§ **Given data**:
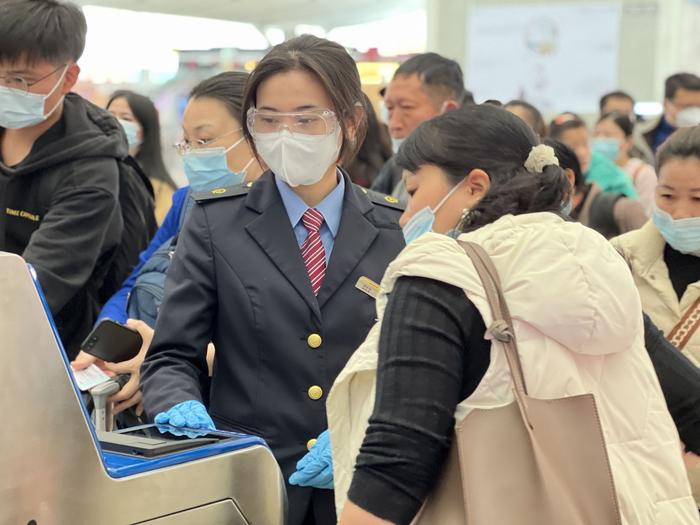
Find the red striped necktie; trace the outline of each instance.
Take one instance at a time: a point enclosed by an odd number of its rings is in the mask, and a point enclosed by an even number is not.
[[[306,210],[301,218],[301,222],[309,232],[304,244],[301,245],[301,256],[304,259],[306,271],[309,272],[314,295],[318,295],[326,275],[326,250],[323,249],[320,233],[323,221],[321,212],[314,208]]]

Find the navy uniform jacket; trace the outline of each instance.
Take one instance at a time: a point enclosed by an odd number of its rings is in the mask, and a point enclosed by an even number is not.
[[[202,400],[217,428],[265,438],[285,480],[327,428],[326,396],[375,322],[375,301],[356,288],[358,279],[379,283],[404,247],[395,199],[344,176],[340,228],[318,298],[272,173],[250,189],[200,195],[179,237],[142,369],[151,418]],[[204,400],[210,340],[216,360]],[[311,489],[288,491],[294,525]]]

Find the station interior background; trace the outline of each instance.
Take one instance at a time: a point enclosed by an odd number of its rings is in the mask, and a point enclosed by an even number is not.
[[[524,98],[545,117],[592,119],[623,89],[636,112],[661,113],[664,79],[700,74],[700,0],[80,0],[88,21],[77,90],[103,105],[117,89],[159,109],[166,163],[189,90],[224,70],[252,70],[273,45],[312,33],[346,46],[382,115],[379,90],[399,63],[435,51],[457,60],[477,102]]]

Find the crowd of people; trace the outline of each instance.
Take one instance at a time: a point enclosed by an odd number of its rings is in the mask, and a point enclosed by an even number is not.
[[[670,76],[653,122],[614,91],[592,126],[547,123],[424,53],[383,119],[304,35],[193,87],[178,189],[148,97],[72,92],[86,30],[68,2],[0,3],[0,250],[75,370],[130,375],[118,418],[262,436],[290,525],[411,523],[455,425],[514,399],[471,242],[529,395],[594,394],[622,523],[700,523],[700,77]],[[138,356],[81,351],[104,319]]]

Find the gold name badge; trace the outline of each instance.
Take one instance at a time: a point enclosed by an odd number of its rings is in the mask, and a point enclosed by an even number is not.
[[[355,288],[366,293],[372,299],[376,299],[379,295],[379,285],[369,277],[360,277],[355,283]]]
...
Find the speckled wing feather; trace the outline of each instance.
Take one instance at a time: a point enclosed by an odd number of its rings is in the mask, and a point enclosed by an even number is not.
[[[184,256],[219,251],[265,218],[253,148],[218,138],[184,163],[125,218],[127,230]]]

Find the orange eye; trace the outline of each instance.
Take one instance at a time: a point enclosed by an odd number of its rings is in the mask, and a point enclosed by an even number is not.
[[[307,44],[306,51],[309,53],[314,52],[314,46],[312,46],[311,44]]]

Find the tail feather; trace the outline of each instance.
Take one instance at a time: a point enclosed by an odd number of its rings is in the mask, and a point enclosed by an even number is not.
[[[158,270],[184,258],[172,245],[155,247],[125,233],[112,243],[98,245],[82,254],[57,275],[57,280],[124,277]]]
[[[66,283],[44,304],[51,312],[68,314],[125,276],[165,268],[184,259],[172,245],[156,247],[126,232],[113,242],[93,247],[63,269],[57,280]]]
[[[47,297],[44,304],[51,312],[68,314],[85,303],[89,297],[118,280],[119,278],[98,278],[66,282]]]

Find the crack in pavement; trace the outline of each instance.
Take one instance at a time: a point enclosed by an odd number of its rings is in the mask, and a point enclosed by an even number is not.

§ **The task**:
Using the data above, repeat exactly the lines that begin at the line with "Find the navy" and end at the line with "Find the station", both ends included.

§ **Solution for this exercise**:
Find the navy uniform jacket; trace the outline of each instance.
Take one instance at a time: a point enclosed by an odd number of its rings is in the mask, and a point enclosed by an even number is not.
[[[202,400],[217,428],[265,438],[285,480],[327,428],[326,396],[375,322],[375,301],[356,288],[358,279],[379,283],[404,247],[395,199],[344,176],[340,228],[318,298],[272,173],[250,189],[200,195],[179,237],[142,369],[151,418]],[[204,400],[210,340],[216,360]],[[311,489],[288,491],[294,525]]]

Find the station interior background; trace the outline of each instance.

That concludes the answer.